Change each "Expected output" in the following lines to "Required output", and reproduce everything else unchanged.

## Items
======
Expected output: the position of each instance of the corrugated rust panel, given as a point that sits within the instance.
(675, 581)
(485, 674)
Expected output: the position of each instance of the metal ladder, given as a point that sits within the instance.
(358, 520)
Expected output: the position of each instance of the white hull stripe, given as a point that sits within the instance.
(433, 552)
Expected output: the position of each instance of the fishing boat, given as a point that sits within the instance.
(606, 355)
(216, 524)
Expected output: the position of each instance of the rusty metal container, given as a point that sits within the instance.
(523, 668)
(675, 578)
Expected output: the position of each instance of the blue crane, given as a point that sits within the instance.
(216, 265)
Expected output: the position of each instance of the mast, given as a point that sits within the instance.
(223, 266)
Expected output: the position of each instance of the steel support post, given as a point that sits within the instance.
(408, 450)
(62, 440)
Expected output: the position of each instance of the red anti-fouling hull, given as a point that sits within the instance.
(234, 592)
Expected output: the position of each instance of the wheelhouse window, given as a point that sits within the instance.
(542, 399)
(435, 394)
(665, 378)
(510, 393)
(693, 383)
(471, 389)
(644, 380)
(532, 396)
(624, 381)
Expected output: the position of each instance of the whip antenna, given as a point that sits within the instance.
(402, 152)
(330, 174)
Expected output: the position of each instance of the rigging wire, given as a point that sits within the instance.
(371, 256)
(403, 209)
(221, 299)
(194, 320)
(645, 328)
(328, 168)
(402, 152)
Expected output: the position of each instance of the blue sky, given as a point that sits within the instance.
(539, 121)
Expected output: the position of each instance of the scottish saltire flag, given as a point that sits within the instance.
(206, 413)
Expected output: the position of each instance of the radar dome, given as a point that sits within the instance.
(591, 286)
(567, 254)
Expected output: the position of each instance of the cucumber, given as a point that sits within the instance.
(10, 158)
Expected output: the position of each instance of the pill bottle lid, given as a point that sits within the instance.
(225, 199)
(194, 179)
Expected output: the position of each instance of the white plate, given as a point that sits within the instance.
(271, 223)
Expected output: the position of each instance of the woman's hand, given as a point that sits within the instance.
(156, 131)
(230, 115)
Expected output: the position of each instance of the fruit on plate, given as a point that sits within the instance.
======
## Output for this exercise
Required output: the position of each instance of the corrugated rust panel, given as a point that sits within the instance.
(675, 581)
(485, 674)
Required output: the position of each instance of the metal ladder, given as a point that sits within the instance.
(358, 520)
Required output: the position of each instance of the white hull stripe, given as a point that sits within the instance.
(433, 552)
Required output: the position of each instance of the fishing boat, given as a point that sits within the instance.
(606, 355)
(216, 524)
Required output: the position of each instance of the rusty metal container, given as a point that sits within the instance.
(523, 668)
(675, 578)
Required output: the position of each instance of the blue crane, given as a point that sits within the instance.
(216, 265)
Required output: the position of each instance of the mast, given as a point that sits within the instance.
(223, 266)
Required output: the position of each instance of the steel support post, given as a point that sits within the instance.
(408, 450)
(62, 440)
Required output: the position of each instance of the red anti-fouling hull, given as a point that sits within the instance.
(234, 592)
Required output: the position of each instance of the wheelhouse window, given as a point that sits within the instance.
(542, 399)
(435, 394)
(665, 378)
(510, 393)
(693, 383)
(471, 389)
(644, 380)
(532, 396)
(624, 381)
Required output: the position of each instance of the whip antenna, given as a point that sits within the instance.
(402, 152)
(330, 174)
Required output: the position of each instance of the rigging wire, given as a point that sits within the instance.
(371, 256)
(403, 209)
(221, 299)
(194, 320)
(645, 328)
(328, 168)
(402, 152)
Required output: the position of each instance of the blue sky, given as a point that sits within the instance.
(539, 121)
Required output: the position of each instance of the scottish saltire flag, given as a point that sits within the instance.
(206, 413)
Required output: the position of each instance of the radar dome, given as a point that sits within the instance.
(591, 286)
(567, 254)
Required output: the position of each instance of the cucumber, given as a point that sits within the instance.
(10, 158)
Required output: the position of each instance of the pill bottle lid, given as a point that sits within the instance.
(225, 199)
(194, 179)
Required output: the position of each instance of the white plate, given as a point that sits within the instance.
(271, 223)
Required output: the position of each instance of the woman's hand, given as a point that sits within the instance.
(156, 131)
(230, 115)
Required output: the position of each instance of the fruit on plate, given as a point that sits within the instance.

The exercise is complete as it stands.